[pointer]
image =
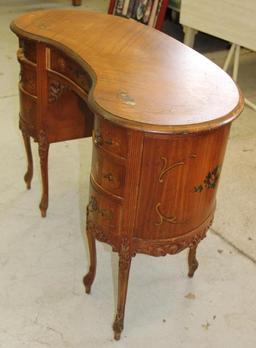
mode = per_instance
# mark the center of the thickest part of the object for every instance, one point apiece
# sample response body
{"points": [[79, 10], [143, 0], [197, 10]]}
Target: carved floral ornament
{"points": [[210, 181], [93, 207], [56, 89], [164, 170]]}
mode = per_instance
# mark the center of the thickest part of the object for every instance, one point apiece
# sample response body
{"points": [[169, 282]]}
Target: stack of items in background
{"points": [[150, 12]]}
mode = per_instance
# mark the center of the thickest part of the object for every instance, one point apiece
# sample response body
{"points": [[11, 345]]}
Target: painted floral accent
{"points": [[210, 180]]}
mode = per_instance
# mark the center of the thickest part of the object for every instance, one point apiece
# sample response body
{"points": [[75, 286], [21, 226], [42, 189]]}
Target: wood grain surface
{"points": [[141, 78]]}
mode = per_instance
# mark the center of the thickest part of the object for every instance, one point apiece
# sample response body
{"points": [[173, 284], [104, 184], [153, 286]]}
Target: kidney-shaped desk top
{"points": [[141, 77], [162, 114]]}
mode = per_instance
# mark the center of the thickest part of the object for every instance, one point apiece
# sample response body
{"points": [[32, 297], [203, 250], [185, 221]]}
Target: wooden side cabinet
{"points": [[160, 115], [53, 104]]}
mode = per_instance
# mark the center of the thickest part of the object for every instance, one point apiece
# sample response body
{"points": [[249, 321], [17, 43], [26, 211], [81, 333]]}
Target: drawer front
{"points": [[29, 49], [108, 172], [104, 214], [110, 137], [28, 78], [67, 67], [179, 194], [28, 108]]}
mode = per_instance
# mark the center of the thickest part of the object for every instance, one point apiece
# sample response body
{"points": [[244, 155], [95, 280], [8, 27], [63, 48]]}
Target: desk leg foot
{"points": [[29, 173], [43, 149], [90, 276], [124, 268], [192, 261]]}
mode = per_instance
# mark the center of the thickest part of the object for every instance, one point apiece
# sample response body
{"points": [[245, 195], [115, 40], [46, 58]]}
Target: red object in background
{"points": [[161, 14]]}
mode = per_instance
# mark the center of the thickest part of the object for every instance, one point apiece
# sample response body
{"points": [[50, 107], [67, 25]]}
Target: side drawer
{"points": [[104, 214], [110, 137], [28, 77], [28, 48], [108, 172], [28, 108]]}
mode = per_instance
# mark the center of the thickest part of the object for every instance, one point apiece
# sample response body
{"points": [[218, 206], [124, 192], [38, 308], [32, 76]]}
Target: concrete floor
{"points": [[42, 261]]}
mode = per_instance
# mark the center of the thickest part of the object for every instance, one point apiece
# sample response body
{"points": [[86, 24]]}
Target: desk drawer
{"points": [[28, 48], [27, 77], [110, 137], [108, 172], [104, 214], [28, 108], [70, 69]]}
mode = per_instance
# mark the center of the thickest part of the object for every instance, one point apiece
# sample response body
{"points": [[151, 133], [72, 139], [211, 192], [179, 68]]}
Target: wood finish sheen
{"points": [[135, 69], [162, 116]]}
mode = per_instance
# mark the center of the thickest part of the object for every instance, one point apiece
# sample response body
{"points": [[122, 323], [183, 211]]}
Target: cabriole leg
{"points": [[192, 261], [29, 173], [43, 154], [124, 268], [89, 278]]}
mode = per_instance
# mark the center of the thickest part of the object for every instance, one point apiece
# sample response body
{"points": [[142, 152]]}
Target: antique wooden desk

# # #

Everything in the records is to be repeated verbatim except the pictures.

[pointer]
image =
mode = per_instance
# mark the center of the thickest part of the object for every instance, one point apiece
# sample response body
{"points": [[79, 10], [143, 0], [197, 10]]}
Target: carved floral ornament
{"points": [[210, 181], [93, 207], [56, 89], [164, 170]]}
mode = per_instance
# mark the center of the thickest part of the object for every instance, one point apiece
# sample response body
{"points": [[169, 282]]}
Target: stack of items in background
{"points": [[150, 12]]}
mode = per_instance
# mark the center of the thickest part of the object for every instance, one point apiece
# sample response body
{"points": [[11, 345]]}
Target: painted floral accent
{"points": [[210, 180]]}
mode = per_instance
# mark the center of the thickest part of the object for every instance, one point apiece
# sample response body
{"points": [[75, 286], [21, 226], [42, 189]]}
Target: wood grain surface
{"points": [[141, 78]]}
mode = per_instance
# mark the center of the thickest part of the object for every instance, one point apiece
# sample response body
{"points": [[173, 284], [104, 184], [153, 286]]}
Target: kidney-shaped desk top
{"points": [[141, 77], [162, 114]]}
mode = per_instance
# mark the center of the thickest part of the object for every instance, one point apiece
# sample response body
{"points": [[32, 297], [203, 250], [185, 221]]}
Target: wooden side cabinet
{"points": [[160, 115], [53, 104]]}
mode = per_instance
# mark the center of the thickest part of the object for every instance, one point apiece
# sample response body
{"points": [[249, 321], [17, 43], [26, 211], [81, 333]]}
Target: drawer front
{"points": [[29, 49], [108, 172], [104, 214], [110, 137], [28, 78], [67, 67], [179, 194], [28, 108]]}
mode = per_instance
# mark the center of the thickest part of the object for every instance, one point apiece
# sample response body
{"points": [[244, 155], [95, 280], [8, 27], [63, 48]]}
Target: desk leg foot
{"points": [[29, 173], [43, 149], [90, 276], [124, 268], [192, 261]]}
mode = per_instance
# mark the center of the thickest part of the object for every instance, one point apiece
# sample response body
{"points": [[245, 195], [115, 40], [46, 58]]}
Target: red object in background
{"points": [[161, 14]]}
mode = per_instance
# mark the center of the thickest part of the object for every instance, one point apiece
# sample response body
{"points": [[50, 107], [67, 25]]}
Target: side drawer
{"points": [[104, 214], [110, 137], [28, 77], [28, 48], [108, 172], [28, 108]]}
mode = per_instance
# mark the center of the thickest part of the object for every instance, one point apiece
# sample response body
{"points": [[218, 206], [124, 192], [38, 308], [32, 76]]}
Target: concrete floor
{"points": [[42, 261]]}
mode = per_instance
# mark the center of the thickest part of the object for every instance, one point apiece
# sample response body
{"points": [[86, 24]]}
Target: desk drawer
{"points": [[28, 48], [27, 77], [110, 137], [108, 172], [104, 214], [28, 108], [70, 69]]}
mode = per_instance
# mark the center of the thickest part of the object for every instance, one point apiece
# sample response body
{"points": [[151, 133], [72, 139], [211, 192], [179, 68]]}
Target: wood finish sheen
{"points": [[135, 69], [162, 116]]}
mode = per_instance
# mark the center of the thickest part of the object for every instance, one point apiece
# sample response body
{"points": [[122, 323], [183, 211]]}
Target: cabriole leg
{"points": [[192, 261], [29, 173], [43, 154], [124, 268], [89, 278]]}
mode = per_instance
# mark the center of the thickest part of the object for every instance, one point apiece
# sample response body
{"points": [[142, 152]]}
Target: antique wooden desk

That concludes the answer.